(Short problem) Count the lines in the records that contain the string "every", treating uppercase and lowercase as distinct, and give only the number.

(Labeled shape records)
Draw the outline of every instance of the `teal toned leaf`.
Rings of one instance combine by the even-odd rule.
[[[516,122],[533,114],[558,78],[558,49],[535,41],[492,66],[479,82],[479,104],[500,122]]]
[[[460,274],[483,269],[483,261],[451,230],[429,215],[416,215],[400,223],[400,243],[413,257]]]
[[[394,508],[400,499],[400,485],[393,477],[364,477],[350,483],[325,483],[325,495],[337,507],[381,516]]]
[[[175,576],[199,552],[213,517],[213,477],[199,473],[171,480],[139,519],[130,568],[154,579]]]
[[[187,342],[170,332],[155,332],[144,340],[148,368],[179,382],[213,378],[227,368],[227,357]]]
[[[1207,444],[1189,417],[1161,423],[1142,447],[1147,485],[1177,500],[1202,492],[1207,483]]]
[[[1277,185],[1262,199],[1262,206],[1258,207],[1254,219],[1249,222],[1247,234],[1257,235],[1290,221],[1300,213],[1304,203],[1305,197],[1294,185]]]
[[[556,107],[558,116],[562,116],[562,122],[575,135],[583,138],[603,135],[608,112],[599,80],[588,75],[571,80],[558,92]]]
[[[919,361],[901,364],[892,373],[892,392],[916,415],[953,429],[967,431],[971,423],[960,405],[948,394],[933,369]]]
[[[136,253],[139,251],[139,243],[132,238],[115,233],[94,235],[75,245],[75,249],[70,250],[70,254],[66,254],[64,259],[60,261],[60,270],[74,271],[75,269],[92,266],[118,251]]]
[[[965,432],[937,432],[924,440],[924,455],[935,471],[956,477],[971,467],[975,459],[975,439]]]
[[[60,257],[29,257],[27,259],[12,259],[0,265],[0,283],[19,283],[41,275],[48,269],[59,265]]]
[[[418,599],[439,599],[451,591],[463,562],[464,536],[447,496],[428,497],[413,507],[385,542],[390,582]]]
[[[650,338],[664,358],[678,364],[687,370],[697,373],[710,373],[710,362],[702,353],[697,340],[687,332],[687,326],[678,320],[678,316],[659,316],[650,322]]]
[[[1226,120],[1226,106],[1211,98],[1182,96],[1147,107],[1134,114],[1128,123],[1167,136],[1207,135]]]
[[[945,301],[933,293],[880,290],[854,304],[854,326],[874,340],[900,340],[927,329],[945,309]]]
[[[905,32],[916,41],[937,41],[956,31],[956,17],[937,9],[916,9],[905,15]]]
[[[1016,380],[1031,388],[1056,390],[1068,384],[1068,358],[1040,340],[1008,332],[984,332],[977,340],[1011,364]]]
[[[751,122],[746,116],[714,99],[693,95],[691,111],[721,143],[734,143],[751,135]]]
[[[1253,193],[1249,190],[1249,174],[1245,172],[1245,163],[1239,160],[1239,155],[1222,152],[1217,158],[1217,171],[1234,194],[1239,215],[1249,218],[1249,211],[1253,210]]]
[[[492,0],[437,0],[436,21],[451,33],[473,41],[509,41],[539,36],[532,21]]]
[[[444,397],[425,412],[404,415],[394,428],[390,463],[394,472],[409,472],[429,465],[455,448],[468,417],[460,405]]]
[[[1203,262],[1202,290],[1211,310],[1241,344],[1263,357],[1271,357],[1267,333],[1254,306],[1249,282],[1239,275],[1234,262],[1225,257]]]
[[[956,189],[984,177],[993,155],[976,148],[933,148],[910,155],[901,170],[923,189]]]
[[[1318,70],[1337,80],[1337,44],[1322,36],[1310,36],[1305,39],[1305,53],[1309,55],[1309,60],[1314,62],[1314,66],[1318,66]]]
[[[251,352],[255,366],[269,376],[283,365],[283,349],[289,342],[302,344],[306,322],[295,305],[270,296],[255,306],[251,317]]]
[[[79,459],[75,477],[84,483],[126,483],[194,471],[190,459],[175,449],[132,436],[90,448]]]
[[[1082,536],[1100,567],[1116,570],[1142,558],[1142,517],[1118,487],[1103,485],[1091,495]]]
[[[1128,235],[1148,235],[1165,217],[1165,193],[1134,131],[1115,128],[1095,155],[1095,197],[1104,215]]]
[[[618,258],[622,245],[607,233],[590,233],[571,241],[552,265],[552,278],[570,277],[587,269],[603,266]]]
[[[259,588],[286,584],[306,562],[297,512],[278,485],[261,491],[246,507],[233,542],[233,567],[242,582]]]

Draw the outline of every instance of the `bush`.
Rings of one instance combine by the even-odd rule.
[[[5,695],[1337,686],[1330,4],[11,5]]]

(Complete answer) 2